Start of DOCUMENT TEXT
But of course, graduates do not have responsibility also to take initiative to get themself employed, enhanced their skills etc. Really good grads will find no trouble finding employment just across the strait.

Anonymous said...

Casper,

I do not share your optimism to expect graduates to start their own business especially the type of education they received in Malaysia.

Seed funding may work well in developed countries but just too few successes to be viable to solve the chronic situation in Malaysia. Even if all the graduates are given the opportunity (including seed funding), statistics shows that less than 10% of all new business are trading after 2 years.

Bearing in mind most unemployed graduates are Malay, they are more likely to seek handouts and easy loans to be used, likely for personal gratification more than self sufficiency. After all, the effect of NEP and the clutch mentality isn't going away overnight.

Most entrepreneurs who made it did not have a degree.

DKR said...
End of DOCUMENT TEXT
Start of DATA EXTRACT
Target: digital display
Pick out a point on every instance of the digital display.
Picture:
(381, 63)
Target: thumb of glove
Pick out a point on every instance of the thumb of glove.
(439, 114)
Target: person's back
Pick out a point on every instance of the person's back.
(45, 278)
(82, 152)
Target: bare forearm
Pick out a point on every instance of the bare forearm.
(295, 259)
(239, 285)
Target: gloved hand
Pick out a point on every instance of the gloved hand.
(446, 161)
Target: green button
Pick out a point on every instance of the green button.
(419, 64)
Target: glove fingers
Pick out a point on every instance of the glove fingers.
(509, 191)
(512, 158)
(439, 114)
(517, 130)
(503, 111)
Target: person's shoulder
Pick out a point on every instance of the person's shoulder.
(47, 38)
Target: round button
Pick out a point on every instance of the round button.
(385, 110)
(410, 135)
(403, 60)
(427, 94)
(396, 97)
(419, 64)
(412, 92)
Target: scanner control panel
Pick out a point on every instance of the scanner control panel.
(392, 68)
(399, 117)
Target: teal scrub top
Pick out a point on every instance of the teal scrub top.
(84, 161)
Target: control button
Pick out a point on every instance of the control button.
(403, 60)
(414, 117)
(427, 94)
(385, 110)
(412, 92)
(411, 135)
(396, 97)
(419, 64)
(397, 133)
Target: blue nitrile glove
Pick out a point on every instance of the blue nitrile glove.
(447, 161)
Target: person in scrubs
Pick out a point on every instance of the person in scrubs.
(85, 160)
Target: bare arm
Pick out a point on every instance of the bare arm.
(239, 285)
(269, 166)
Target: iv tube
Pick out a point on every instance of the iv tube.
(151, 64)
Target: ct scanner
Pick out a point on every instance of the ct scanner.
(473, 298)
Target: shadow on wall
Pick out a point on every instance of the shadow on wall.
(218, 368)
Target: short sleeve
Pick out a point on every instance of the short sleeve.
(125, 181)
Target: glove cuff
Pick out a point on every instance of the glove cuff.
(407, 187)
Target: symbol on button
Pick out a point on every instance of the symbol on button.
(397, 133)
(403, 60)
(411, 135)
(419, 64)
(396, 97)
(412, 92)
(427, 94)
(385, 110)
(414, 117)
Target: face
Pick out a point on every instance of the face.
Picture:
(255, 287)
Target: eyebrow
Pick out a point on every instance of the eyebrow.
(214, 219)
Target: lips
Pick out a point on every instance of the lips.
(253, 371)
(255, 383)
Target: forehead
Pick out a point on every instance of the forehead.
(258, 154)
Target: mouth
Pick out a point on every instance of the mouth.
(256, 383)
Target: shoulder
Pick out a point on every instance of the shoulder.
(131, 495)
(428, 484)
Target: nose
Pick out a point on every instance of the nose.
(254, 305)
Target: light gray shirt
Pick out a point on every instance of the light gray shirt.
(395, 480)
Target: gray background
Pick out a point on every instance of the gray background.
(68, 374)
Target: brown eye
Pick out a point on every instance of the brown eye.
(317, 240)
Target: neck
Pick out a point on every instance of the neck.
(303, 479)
End of DATA EXTRACT
● PROBLEMS AND TASKS:
1: In the comment thread on graduate unemployment in Malaysia, rewrite the paragraph beginning "Seed funding may work well" as a short bulleted list that keeps its main facts.
2: Proceed with the comment thread on graduate unemployment in Malaysia, picking up right after "DKR said...".

● ANSWERS:
1:
- Seed funding may work in developed countries, but it has too few successes to solve Malaysia's chronic situation.
- Even if all graduates got the opportunity, including seed funding, statistics show less than 10% of new businesses are still trading after 2 years.

2:
I think the high levels of unemployment are due to many factors, some of which are under the governments control and some which are not. Pinning the blame solely on the government is an altogether myopic view. I do believe however, that government can do a whole lot more to improve the quality of graduates and ensure that there is good prospects for employment for graduates in the country. However, employment is also very much controlled by the law of supply and demand. The government cannot be expected to supply jobs (both directly and indirectly) to graduates. And besides, I still believe that there actually is an abundance of jobs in malaysia. I think it's up to the graduates to be more flexible and have a greter all rounded education which might make them more appealing to potential recruiters. Having said that, Malaysia has an unemployment rate that is quoted to be in the region of 3-4% which is very healthy. So i don't think there really is a problem.

Anonymous said...

Well, all the issues surrounding our government made me in doubt of any statistic coming out from them. Unemployment rate of 4%, then most of the people i met or known is the lucky 4%. They don't even dare to release the data on NEP. I can only say SORRY, i can't trust BN government anymore.

coleong said...

I agree that the highly qualified graduates have no problem finding job in malaysia or elsewhere. If the graduate do not possess high academic achievement, they should improve their skill in order to get into the job market. The job market is a very competitive place. If you're the best, you get it.

Anonymous said...

Whatever goes around comes around..

We cannot blame our undergraduates from IPTAs that they are weak in English... if the teaching materials, lectures notes and even exam are conducted in Bahasa Melayu..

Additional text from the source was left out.